- **INPUT MATERIAL**

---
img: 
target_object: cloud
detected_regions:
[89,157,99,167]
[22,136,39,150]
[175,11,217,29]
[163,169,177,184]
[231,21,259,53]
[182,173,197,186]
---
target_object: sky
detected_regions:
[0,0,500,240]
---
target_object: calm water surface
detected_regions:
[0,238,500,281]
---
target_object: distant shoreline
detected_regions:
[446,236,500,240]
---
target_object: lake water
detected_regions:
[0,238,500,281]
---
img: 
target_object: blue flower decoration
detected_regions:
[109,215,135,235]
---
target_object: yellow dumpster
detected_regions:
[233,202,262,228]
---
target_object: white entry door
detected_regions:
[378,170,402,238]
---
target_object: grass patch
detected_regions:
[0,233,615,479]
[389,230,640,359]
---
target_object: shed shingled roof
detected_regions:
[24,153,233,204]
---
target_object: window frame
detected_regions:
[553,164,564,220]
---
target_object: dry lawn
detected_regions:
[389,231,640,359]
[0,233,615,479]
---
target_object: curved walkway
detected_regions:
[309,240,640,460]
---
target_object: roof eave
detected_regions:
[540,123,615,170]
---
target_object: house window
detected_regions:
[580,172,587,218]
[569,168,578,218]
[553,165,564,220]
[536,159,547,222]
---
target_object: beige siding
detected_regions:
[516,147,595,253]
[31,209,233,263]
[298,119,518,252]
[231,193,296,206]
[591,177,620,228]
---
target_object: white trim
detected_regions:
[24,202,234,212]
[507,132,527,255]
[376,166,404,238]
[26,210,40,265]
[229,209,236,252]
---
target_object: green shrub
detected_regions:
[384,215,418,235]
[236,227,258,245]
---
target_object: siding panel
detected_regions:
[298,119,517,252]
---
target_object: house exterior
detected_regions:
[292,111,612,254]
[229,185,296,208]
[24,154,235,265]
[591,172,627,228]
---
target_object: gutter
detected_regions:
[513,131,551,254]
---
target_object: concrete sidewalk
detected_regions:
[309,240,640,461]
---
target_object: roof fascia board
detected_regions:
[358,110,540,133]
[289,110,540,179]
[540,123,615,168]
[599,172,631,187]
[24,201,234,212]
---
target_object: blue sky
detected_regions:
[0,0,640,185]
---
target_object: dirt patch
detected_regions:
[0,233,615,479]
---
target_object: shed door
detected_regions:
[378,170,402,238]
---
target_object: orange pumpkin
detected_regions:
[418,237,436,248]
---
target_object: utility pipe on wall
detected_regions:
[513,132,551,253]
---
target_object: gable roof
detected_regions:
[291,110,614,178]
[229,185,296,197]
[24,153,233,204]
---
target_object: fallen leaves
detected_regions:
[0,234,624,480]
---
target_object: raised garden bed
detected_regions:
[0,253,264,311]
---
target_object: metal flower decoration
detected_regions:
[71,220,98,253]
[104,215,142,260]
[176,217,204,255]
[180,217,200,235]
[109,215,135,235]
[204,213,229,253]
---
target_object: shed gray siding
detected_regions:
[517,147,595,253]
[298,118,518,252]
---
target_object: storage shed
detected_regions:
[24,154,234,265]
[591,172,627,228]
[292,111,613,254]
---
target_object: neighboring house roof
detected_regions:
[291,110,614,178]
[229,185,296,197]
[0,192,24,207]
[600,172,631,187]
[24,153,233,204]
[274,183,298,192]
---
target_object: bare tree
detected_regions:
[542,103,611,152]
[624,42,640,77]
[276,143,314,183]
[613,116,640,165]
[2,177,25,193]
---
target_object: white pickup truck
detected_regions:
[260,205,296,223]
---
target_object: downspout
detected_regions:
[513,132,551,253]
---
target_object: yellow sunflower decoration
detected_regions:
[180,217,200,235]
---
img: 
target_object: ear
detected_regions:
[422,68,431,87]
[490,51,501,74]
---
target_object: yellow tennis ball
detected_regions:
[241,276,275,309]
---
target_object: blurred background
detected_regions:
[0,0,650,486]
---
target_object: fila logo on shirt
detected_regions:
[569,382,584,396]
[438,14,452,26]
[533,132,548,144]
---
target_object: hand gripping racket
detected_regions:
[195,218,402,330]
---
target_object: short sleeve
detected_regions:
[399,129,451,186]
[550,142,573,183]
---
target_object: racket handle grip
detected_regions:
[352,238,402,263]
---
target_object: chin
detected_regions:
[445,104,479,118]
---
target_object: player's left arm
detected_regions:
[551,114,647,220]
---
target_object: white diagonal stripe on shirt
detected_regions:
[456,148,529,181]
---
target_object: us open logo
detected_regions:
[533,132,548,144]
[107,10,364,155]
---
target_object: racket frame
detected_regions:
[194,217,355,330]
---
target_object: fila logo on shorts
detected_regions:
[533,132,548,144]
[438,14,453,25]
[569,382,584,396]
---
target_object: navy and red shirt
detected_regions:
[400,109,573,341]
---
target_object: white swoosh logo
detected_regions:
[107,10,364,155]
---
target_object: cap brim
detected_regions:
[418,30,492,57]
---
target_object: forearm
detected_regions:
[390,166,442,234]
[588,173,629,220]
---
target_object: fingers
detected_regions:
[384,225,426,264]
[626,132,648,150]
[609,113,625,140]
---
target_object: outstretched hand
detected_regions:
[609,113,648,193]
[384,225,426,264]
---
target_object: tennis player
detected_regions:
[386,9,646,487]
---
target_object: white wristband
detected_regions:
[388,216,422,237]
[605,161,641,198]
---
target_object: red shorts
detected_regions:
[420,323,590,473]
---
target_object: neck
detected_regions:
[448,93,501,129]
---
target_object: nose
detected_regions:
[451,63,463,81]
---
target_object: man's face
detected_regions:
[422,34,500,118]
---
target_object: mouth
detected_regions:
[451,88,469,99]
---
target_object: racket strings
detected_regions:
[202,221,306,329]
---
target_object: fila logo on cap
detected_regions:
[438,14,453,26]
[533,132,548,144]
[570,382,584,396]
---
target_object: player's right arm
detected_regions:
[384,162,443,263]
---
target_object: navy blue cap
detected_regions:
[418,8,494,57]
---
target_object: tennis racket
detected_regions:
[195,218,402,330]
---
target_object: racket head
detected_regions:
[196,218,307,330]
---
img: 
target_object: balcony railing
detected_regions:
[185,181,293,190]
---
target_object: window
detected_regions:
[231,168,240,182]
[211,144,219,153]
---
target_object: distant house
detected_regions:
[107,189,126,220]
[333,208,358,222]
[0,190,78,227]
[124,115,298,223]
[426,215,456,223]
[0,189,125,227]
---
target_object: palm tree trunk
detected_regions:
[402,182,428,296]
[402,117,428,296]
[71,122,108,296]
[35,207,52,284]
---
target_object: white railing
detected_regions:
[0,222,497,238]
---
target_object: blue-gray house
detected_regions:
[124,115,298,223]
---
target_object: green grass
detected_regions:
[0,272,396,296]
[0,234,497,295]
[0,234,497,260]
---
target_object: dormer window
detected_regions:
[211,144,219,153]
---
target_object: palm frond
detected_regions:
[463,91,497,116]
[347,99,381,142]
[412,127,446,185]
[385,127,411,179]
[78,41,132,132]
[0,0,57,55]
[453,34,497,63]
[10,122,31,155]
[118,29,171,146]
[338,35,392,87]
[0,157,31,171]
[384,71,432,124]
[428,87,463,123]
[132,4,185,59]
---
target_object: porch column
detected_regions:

- **PROBLEM DESCRIPTION**
Reproduce every item above line for line, with no changes to characters, spacing, or order.

- **ANSWER FOR THE TASK**
---
img: 
target_object: cloud
detected_regions:
[89,157,99,167]
[22,136,39,150]
[175,11,217,29]
[163,169,177,184]
[231,21,259,53]
[182,173,197,186]
---
target_object: sky
detected_regions:
[0,0,500,240]
---
target_object: calm water surface
detected_regions:
[0,238,500,281]
---
target_object: distant shoreline
detected_regions:
[446,236,500,240]
---
target_object: lake water
detected_regions:
[0,238,500,281]
---
img: 
target_object: blue flower decoration
detected_regions:
[109,215,135,235]
---
target_object: yellow dumpster
detected_regions:
[233,202,262,228]
---
target_object: white entry door
detected_regions:
[378,170,402,238]
---
target_object: grass patch
detected_regions:
[0,233,615,479]
[389,230,640,359]
---
target_object: shed shingled roof
detected_regions:
[24,153,233,204]
---
target_object: window frame
detected_regions:
[553,164,564,220]
---
target_object: dry lawn
detected_regions:
[389,231,640,359]
[0,233,615,479]
---
target_object: curved walkway
detected_regions:
[309,240,640,460]
---
target_object: roof eave
detected_regions:
[540,123,615,170]
---
target_object: house window
detected_regions:
[580,172,587,218]
[569,168,578,218]
[553,165,564,220]
[536,159,547,222]
---
target_object: beige siding
detected_regions:
[516,147,595,253]
[31,209,233,263]
[298,119,518,252]
[231,193,296,206]
[591,177,620,228]
---
target_object: white trim
detected_regions:
[24,202,234,212]
[507,132,527,255]
[376,166,404,238]
[26,210,40,265]
[229,209,236,252]
---
target_object: green shrub
detected_regions:
[384,215,418,235]
[236,227,258,245]
---
target_object: siding panel
detected_regions:
[298,119,517,252]
---
target_object: house exterior
detected_regions:
[292,111,612,254]
[229,185,296,208]
[24,154,235,265]
[591,172,627,228]
---
target_object: gutter
detected_regions:
[513,131,551,254]
---
target_object: concrete sidewalk
detected_regions:
[309,240,640,461]
---
target_object: roof fascia board
detected_regions:
[358,110,540,133]
[289,110,540,179]
[540,123,615,168]
[599,172,631,187]
[24,201,234,212]
---
target_object: blue sky
detected_regions:
[0,0,640,185]
---
target_object: dirt patch
detected_regions:
[0,233,615,479]
---
target_object: shed door
detected_regions:
[378,170,402,238]
---
target_object: orange pumpkin
detected_regions:
[418,237,436,248]
---
target_object: utility pipe on wall
detected_regions:
[513,132,551,253]
---
target_object: gable roof
detected_regions:
[291,110,614,178]
[229,185,296,197]
[24,153,233,204]
---
target_object: fallen leaves
detected_regions:
[0,234,624,480]
---
target_object: raised garden bed
detected_regions:
[0,253,264,311]
---
target_object: metal flower decoration
detected_regions:
[71,220,98,253]
[104,215,142,260]
[176,217,204,255]
[180,217,200,235]
[109,215,135,235]
[204,213,229,253]
---
target_object: shed gray siding
detected_regions:
[517,147,595,253]
[298,118,518,252]
---
target_object: storage shed
detected_regions:
[24,154,234,265]
[591,172,627,228]
[292,111,613,254]
---
target_object: neighboring house roof
detected_regions:
[291,110,614,178]
[229,185,296,197]
[0,192,24,207]
[600,172,631,187]
[24,153,233,204]
[274,183,298,192]
---
target_object: bare tree
detected_regions:
[542,103,611,152]
[624,42,640,77]
[276,143,314,183]
[613,116,640,165]
[2,177,25,193]
---
target_object: white pickup truck
detected_regions:
[260,205,296,223]
---
target_object: downspout
detected_regions:
[513,132,551,253]
---
target_object: yellow sunflower decoration
detected_regions:
[180,217,200,235]
---
img: 
target_object: ear
detected_regions:
[422,68,431,87]
[490,51,501,74]
---
target_object: yellow tennis ball
detected_regions:
[241,276,275,309]
---
target_object: blurred background
detected_regions:
[0,0,650,486]
---
target_object: fila logo on shirt
detected_regions:
[569,382,584,396]
[438,14,452,26]
[533,132,548,144]
---
target_object: hand gripping racket
detected_regions:
[195,218,402,330]
---
target_object: short sleeve
detected_regions:
[399,129,451,186]
[550,142,573,183]
---
target_object: racket handle grip
detected_regions:
[352,238,402,263]
---
target_object: chin
detected_regions:
[445,104,479,118]
---
target_object: player's left arm
detected_regions:
[551,114,647,220]
---
target_object: white diagonal stripe on shirt
detected_regions:
[456,148,529,181]
---
target_object: us open logo
detected_regions:
[533,132,548,144]
[107,10,364,155]
---
target_object: racket frame
detected_regions:
[194,217,355,330]
---
target_object: fila logo on shorts
detected_regions:
[533,132,548,144]
[438,14,453,25]
[569,382,584,396]
---
target_object: navy and red shirt
detected_regions:
[400,109,573,341]
---
target_object: white swoosh logo
detected_regions:
[107,10,364,155]
---
target_object: cap brim
detected_regions:
[418,30,492,57]
---
target_object: forearm
detected_regions:
[390,166,442,234]
[588,173,629,220]
---
target_object: fingers
detected_regions:
[384,225,426,264]
[626,132,648,150]
[609,113,625,140]
---
target_object: outstretched hand
detected_regions:
[609,113,648,193]
[384,225,426,264]
---
target_object: tennis player
detected_regions:
[386,9,646,487]
---
target_object: white wristband
detected_regions:
[388,216,422,237]
[605,161,641,198]
---
target_object: red shorts
detected_regions:
[420,323,590,473]
---
target_object: neck
detected_regions:
[448,93,501,129]
---
target_object: nose
detected_regions:
[451,63,463,81]
---
target_object: man's face
detected_regions:
[422,34,500,118]
---
target_object: mouth
detected_regions:
[451,88,469,99]
---
target_object: racket strings
detected_regions:
[202,221,306,329]
---
target_object: fila logo on cap
detected_regions:
[438,14,453,26]
[533,132,548,144]
[570,382,584,396]
---
target_object: player's right arm
detected_regions:
[384,162,443,263]
---
target_object: navy blue cap
detected_regions:
[418,8,494,57]
---
target_object: tennis racket
detected_regions:
[195,218,402,330]
---
target_object: racket head
detected_regions:
[196,218,307,330]
---
img: 
target_object: balcony railing
detected_regions:
[185,181,293,190]
---
target_object: window
detected_regions:
[231,168,240,182]
[211,144,219,153]
---
target_object: distant house
detected_regions:
[107,189,126,220]
[333,208,358,222]
[0,190,78,227]
[124,115,298,223]
[426,215,456,223]
[0,189,125,227]
---
target_object: palm tree trunk
detected_regions:
[402,182,428,296]
[402,117,428,296]
[71,122,108,296]
[35,207,52,284]
---
target_object: white railing
detected_regions:
[0,222,497,238]
---
target_object: blue-gray house
detected_regions:
[124,115,298,223]
---
target_object: green grass
detected_regions:
[0,272,396,296]
[0,234,497,295]
[0,234,497,260]
---
target_object: dormer window
detected_regions:
[211,144,219,153]
---
target_object: palm frond
detected_regions:
[463,91,497,116]
[347,99,381,142]
[412,127,446,185]
[385,127,411,179]
[78,41,132,132]
[0,0,57,55]
[453,34,497,63]
[10,122,31,155]
[118,29,171,146]
[338,35,392,87]
[0,157,31,171]
[384,71,432,124]
[428,87,463,123]
[132,4,185,59]
---
target_object: porch column
detected_regions:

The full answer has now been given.